(Records from a data collection)
────────────────────

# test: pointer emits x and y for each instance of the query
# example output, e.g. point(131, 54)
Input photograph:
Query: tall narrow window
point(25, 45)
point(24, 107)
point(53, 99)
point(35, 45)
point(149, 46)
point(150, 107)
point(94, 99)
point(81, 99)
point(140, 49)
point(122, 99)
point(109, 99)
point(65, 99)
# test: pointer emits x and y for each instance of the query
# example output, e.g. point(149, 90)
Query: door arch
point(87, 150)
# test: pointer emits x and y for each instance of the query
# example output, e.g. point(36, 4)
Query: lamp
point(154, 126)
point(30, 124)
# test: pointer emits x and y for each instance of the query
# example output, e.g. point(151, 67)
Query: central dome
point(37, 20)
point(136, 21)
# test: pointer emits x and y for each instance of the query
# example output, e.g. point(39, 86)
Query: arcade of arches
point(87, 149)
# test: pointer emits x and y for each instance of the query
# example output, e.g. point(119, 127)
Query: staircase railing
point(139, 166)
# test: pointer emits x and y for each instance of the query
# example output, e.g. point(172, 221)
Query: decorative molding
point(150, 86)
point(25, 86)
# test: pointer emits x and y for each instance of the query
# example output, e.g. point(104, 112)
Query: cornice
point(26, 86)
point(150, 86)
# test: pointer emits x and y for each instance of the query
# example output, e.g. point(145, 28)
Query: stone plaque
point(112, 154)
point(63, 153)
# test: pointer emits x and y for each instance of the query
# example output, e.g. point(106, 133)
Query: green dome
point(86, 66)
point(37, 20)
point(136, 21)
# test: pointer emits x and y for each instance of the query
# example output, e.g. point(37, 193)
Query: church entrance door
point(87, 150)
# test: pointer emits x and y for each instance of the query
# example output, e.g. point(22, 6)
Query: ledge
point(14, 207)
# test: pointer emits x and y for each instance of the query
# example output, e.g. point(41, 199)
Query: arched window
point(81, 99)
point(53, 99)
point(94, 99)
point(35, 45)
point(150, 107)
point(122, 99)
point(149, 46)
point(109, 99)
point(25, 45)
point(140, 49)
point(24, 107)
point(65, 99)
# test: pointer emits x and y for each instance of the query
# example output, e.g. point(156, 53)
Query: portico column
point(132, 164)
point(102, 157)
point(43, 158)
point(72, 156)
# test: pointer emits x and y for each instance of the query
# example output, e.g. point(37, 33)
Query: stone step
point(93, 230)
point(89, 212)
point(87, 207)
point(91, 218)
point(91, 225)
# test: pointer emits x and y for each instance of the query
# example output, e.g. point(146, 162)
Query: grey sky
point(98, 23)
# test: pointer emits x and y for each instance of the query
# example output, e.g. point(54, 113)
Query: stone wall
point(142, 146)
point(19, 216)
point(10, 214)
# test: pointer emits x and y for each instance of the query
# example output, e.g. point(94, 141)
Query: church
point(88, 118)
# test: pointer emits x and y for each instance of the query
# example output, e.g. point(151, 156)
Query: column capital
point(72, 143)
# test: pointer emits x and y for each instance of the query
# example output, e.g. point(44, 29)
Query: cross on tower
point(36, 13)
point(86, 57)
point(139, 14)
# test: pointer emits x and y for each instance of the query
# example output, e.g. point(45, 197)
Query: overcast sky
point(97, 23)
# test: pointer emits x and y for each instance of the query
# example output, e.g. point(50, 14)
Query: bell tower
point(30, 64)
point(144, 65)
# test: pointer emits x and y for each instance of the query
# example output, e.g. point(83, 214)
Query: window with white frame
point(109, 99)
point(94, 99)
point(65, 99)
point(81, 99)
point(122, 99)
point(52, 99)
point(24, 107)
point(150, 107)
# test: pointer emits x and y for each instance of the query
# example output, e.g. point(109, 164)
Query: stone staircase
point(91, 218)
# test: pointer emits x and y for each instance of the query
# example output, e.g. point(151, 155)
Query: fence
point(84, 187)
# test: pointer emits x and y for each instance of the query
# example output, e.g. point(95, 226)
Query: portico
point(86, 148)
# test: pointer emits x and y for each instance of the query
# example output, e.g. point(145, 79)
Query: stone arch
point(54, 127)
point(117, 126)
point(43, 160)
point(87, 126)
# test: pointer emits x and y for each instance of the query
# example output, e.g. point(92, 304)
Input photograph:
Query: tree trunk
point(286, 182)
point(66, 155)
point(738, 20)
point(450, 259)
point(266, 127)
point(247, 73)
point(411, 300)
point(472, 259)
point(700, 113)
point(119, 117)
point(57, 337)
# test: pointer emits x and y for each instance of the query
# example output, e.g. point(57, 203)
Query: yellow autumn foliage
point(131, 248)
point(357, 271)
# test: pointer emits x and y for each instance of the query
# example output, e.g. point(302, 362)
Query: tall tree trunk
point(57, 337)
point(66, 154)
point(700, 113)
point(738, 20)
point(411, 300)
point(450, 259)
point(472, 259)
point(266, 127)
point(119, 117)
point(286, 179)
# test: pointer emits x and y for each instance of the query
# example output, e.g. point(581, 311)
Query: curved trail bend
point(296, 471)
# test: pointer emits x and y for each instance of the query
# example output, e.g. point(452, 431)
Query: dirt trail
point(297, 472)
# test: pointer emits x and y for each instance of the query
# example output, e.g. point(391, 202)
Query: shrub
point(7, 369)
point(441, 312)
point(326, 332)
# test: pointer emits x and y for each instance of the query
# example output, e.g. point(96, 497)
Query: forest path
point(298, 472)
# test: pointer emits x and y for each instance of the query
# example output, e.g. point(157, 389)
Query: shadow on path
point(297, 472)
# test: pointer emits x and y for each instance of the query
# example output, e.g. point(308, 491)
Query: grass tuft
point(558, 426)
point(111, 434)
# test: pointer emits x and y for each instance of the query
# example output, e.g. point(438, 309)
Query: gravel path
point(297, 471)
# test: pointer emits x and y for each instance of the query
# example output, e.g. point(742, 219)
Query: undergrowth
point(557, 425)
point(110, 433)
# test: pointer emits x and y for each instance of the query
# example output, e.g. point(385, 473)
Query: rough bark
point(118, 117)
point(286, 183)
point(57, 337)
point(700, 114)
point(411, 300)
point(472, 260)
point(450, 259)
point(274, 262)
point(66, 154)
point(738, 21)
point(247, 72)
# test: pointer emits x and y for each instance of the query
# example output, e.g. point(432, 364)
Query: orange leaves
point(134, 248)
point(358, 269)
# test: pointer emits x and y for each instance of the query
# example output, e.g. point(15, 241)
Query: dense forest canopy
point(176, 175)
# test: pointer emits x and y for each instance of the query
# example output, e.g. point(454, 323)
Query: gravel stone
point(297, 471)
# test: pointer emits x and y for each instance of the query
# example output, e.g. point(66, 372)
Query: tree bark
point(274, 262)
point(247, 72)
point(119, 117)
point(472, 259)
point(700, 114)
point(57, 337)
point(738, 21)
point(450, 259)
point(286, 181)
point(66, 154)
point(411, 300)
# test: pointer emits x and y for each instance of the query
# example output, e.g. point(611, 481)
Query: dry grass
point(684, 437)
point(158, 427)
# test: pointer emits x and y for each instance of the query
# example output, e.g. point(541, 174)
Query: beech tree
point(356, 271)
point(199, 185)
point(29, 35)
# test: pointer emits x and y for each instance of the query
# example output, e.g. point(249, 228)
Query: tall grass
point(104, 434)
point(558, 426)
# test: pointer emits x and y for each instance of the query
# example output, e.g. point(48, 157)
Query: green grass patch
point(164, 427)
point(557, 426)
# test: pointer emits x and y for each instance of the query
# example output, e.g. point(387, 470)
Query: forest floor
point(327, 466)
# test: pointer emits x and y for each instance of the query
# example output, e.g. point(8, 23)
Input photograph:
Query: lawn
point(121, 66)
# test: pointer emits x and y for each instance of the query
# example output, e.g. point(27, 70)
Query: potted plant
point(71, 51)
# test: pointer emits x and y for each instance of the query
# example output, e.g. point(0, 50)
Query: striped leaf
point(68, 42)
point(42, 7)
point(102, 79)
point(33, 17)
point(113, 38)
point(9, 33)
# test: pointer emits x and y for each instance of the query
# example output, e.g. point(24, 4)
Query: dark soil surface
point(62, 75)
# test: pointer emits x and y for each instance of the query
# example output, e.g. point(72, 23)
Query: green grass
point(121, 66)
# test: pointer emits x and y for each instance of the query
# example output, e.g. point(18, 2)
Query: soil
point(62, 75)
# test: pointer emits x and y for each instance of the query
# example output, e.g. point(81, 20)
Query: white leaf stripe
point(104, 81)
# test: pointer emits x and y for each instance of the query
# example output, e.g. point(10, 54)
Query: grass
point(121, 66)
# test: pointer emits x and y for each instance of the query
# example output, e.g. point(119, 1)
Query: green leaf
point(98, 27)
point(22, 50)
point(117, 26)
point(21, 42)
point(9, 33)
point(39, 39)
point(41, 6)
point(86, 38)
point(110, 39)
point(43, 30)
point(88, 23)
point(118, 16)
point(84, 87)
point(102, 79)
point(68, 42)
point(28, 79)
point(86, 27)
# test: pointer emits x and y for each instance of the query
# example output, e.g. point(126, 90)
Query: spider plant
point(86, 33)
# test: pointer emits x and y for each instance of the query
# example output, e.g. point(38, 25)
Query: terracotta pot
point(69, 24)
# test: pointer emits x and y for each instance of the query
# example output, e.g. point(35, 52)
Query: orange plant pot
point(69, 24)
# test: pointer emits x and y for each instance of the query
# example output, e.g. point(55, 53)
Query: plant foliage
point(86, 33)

────────────────────

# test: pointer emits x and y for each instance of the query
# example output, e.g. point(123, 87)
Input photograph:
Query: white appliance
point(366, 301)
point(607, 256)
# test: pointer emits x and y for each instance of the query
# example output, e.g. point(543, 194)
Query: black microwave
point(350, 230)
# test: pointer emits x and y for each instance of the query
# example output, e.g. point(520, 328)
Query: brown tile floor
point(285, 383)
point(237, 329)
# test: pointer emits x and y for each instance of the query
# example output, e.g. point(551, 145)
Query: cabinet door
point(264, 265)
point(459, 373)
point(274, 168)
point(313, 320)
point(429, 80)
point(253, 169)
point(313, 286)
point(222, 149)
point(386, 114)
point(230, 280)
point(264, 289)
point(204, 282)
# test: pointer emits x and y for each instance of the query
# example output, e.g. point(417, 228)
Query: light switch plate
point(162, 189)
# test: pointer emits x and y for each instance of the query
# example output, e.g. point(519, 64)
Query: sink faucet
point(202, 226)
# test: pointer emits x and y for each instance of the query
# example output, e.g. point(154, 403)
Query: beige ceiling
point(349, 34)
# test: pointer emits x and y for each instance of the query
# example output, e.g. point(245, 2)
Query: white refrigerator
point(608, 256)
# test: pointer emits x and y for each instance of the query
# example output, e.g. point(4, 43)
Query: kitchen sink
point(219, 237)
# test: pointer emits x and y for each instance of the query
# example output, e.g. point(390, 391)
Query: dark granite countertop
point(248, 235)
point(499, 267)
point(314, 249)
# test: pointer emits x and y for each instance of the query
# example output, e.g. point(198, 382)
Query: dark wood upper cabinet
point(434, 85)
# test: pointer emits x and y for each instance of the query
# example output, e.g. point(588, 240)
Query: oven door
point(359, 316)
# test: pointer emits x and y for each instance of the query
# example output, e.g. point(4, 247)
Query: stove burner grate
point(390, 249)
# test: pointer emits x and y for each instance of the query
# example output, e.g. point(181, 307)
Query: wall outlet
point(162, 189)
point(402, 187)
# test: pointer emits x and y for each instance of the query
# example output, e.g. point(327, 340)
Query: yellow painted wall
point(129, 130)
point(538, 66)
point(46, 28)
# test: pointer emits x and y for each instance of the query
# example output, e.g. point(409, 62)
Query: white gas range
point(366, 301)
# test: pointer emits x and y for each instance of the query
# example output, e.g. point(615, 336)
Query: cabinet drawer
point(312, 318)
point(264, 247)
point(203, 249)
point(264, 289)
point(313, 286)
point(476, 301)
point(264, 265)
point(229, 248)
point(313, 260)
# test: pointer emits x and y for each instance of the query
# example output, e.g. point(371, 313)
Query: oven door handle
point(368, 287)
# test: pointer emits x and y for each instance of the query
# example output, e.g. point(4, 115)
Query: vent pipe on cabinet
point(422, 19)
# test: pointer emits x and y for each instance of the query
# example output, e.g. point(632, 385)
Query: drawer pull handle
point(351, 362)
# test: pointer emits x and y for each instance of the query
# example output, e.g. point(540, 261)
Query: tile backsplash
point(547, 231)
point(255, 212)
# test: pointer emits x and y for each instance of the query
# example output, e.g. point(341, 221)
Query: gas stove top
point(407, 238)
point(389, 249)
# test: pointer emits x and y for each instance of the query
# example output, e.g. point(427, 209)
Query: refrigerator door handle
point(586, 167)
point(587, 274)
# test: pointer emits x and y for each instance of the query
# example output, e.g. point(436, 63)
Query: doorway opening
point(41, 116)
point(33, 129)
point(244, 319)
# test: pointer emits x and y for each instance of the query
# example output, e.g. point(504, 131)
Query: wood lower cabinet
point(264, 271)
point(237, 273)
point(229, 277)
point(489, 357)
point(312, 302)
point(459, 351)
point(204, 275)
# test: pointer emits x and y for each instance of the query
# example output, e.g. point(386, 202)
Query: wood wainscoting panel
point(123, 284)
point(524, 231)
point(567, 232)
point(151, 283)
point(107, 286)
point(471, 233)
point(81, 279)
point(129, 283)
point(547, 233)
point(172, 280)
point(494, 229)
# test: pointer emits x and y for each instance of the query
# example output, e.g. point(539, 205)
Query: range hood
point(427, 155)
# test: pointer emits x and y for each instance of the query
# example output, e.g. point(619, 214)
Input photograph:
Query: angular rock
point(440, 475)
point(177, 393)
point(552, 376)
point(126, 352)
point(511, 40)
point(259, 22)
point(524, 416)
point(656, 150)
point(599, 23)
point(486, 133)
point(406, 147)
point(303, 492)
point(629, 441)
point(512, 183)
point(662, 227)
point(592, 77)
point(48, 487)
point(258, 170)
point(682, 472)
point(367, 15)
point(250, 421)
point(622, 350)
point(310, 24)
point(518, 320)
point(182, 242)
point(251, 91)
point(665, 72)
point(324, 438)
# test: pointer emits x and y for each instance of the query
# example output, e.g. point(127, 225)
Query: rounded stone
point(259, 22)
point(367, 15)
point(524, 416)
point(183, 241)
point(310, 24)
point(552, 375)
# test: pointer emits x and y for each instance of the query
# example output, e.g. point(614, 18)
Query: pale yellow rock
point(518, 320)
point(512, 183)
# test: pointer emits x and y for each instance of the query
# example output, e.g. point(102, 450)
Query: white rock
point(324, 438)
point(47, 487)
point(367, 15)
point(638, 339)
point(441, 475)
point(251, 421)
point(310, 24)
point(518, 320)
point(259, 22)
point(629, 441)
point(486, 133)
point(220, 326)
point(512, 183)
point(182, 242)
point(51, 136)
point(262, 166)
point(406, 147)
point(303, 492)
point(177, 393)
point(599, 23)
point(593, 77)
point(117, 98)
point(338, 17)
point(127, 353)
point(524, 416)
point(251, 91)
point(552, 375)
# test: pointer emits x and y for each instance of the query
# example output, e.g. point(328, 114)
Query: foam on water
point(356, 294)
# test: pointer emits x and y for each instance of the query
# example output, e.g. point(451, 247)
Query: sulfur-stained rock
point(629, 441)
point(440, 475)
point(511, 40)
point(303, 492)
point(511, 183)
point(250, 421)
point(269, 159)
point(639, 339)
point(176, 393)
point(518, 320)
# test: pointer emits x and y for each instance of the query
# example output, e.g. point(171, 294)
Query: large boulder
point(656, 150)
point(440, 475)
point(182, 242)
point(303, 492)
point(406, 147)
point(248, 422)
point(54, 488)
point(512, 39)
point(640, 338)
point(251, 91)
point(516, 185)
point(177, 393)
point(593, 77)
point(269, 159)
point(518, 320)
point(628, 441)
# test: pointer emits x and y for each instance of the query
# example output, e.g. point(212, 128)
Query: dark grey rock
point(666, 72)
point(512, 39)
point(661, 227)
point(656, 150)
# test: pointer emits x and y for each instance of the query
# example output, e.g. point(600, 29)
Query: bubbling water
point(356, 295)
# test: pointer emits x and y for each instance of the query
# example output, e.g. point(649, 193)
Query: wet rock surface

────────────────────

Work to be completed
Every line from the line containing "Query: stove burner grate" through the line containing "# example output, e.g. point(615, 336)" in the records above must be retyped exactly. Leave out the rest.

Solution
Query: stove burner grate
point(390, 249)
# test: pointer emits x and y for each instance of the query
# example output, e.g. point(181, 307)
Query: wall outlet
point(162, 189)
point(402, 187)
# test: pointer emits x and y for each instance of the query
# example output, e.g. point(327, 340)
Query: yellow painted wall
point(129, 130)
point(538, 66)
point(46, 28)
# test: pointer emits x and y for each instance of the query
# example output, e.g. point(409, 62)
Query: white gas range
point(366, 301)
# test: pointer emits x and y for each instance of the query
# example output, e.g. point(615, 336)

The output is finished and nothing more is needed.